__Direction__
Write out exactly, please, the lines from the one containing "TARGET = pastry base" to the end of the material.

Location annotation dataset excerpts
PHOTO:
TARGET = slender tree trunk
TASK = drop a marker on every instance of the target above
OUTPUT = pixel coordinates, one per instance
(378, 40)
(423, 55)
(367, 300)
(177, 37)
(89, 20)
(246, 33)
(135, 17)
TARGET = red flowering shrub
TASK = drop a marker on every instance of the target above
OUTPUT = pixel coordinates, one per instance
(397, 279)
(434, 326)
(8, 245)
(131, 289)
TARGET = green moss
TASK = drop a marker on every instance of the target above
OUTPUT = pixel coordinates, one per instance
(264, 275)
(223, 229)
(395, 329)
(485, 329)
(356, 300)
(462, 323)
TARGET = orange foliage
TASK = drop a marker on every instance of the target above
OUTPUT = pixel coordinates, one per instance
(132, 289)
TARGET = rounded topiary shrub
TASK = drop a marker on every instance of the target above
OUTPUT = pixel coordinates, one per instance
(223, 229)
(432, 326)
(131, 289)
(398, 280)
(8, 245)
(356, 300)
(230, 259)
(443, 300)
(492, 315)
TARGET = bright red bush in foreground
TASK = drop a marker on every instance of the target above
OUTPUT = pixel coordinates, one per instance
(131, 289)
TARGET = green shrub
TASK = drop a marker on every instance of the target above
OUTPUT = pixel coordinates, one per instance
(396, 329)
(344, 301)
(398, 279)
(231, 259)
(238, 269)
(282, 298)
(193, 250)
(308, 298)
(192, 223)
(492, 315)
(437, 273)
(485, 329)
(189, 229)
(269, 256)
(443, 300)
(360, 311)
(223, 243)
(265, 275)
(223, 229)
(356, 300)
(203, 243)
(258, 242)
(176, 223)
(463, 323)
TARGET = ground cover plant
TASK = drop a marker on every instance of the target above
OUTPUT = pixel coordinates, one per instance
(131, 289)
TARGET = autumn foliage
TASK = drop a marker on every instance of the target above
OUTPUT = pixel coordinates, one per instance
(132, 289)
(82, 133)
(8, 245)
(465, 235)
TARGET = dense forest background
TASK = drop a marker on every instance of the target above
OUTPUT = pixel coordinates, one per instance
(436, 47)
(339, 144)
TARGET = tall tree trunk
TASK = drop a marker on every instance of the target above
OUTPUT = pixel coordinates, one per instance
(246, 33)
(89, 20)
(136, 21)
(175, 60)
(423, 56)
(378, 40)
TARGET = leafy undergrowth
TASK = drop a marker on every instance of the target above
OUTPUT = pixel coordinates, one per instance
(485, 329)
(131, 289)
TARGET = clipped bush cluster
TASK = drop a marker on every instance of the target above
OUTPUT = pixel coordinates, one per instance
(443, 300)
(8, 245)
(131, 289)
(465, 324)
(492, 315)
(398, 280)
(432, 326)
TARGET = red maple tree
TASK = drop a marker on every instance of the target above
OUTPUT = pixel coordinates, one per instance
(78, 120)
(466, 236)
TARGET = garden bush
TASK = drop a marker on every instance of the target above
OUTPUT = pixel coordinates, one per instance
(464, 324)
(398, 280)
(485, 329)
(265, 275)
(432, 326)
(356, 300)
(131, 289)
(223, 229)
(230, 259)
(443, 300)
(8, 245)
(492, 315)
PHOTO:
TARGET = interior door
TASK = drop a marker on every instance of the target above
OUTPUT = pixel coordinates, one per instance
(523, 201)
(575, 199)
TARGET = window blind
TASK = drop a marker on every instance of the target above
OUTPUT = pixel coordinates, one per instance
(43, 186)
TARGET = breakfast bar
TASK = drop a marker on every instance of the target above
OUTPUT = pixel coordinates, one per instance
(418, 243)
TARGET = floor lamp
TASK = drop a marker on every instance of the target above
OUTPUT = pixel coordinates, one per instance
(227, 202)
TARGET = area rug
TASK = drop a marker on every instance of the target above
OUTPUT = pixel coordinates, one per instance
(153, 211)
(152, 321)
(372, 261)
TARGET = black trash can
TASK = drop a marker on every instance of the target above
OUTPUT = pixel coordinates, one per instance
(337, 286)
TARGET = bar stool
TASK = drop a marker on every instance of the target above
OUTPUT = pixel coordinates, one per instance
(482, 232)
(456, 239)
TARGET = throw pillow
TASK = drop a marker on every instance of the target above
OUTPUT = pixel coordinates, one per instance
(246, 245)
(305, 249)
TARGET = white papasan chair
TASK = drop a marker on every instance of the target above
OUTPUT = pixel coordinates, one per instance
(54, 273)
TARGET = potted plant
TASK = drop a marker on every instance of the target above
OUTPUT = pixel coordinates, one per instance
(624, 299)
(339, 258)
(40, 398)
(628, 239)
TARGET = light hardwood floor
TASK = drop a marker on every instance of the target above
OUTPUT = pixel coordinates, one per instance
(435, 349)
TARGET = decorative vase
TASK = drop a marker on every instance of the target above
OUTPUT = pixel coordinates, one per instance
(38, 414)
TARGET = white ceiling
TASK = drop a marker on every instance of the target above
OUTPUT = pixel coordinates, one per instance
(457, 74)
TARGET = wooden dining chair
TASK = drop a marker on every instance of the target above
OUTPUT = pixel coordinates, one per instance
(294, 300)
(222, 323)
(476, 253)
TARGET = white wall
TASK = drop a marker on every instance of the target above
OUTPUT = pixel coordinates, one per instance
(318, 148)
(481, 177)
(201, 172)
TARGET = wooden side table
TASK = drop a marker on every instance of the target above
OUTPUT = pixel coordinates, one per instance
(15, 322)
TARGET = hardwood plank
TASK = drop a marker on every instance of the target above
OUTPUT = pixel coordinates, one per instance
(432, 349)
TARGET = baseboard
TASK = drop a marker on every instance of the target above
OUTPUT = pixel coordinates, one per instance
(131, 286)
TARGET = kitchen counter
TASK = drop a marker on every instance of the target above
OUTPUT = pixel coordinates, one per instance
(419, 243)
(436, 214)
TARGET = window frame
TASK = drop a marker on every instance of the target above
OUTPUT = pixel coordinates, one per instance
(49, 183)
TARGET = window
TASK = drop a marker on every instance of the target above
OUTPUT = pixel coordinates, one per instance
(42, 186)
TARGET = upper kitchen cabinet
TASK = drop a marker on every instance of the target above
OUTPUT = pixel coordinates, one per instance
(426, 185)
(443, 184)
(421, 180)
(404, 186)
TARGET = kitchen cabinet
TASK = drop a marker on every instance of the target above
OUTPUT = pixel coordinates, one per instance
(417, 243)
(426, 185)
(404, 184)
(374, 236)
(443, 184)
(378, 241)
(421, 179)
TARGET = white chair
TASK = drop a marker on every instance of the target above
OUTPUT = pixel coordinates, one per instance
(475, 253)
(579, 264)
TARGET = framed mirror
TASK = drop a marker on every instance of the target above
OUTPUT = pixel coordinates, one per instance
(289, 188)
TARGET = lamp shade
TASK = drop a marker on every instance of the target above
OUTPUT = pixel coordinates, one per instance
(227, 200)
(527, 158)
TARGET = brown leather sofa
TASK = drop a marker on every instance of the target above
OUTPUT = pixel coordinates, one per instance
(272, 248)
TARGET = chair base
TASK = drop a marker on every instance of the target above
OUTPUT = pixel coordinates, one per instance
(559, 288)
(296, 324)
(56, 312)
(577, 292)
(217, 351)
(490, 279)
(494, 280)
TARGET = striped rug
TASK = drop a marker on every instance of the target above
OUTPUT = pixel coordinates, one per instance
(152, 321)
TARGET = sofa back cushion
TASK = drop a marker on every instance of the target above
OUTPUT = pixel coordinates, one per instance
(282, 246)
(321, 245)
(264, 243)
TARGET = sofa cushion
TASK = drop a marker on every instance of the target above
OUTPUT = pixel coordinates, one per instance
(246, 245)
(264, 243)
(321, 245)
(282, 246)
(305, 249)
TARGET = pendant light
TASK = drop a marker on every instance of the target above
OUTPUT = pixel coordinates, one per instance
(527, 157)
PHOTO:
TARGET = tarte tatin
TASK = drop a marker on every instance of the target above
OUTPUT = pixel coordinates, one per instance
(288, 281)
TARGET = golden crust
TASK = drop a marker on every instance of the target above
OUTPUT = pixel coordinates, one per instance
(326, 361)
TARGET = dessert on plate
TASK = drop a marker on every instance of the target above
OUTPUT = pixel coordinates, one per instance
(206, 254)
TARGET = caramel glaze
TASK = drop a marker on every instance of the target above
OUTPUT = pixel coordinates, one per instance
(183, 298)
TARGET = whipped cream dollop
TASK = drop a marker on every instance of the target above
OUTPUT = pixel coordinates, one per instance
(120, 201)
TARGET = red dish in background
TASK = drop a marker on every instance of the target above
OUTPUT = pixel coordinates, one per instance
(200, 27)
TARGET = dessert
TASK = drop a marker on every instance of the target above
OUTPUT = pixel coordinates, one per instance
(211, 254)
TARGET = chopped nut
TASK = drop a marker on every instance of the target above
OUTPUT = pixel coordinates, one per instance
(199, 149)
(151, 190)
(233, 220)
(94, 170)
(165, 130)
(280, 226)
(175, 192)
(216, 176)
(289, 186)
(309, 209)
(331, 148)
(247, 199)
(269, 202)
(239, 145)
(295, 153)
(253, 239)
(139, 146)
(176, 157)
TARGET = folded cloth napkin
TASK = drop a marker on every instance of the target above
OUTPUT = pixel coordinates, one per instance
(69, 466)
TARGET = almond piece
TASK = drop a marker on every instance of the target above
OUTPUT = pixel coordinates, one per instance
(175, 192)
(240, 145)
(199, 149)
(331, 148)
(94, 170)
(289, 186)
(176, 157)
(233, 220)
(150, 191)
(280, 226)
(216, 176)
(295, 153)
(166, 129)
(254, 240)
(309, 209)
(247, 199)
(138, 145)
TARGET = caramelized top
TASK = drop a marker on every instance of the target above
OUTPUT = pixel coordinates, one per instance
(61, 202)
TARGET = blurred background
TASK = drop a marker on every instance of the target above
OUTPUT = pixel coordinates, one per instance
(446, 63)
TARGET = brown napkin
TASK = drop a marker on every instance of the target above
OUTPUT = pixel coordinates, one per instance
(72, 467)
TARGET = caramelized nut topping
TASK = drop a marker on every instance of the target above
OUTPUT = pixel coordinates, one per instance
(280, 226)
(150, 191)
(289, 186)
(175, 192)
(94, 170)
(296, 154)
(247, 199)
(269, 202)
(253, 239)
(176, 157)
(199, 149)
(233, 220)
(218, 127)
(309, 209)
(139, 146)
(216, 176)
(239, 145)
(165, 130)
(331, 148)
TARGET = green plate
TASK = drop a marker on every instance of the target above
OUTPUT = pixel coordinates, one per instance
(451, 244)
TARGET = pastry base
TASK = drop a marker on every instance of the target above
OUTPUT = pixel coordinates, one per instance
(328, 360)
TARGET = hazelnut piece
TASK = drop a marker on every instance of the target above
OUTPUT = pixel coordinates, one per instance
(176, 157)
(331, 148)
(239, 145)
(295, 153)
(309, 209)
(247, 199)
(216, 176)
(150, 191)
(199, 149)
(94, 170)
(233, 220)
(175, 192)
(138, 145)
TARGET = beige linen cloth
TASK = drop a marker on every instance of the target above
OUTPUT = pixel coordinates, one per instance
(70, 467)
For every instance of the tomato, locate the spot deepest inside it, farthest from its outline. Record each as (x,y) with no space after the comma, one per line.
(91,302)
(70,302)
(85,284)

__Result of the exercise__
TARGET = pastry base
TASK = drop a marker on every instance of the target above
OUTPUT = pixel coordinates, one per instance
(328, 360)
TARGET = hazelnut piece
TASK = drop a marker on every instance of the target above
OUTPUT = pixel coordinates, one per instance
(176, 157)
(331, 148)
(239, 145)
(295, 153)
(309, 209)
(247, 199)
(216, 176)
(150, 191)
(199, 149)
(94, 170)
(233, 220)
(175, 192)
(138, 145)
TARGET = beige linen cloth
TASK = drop a marker on every instance of the target above
OUTPUT = pixel coordinates, one per instance
(70, 467)
For every instance of the tomato, locate the spot deepest inside it, farthest from its outline. Record each as (x,y) with no space after the comma, one per line.
(91,302)
(70,302)
(85,284)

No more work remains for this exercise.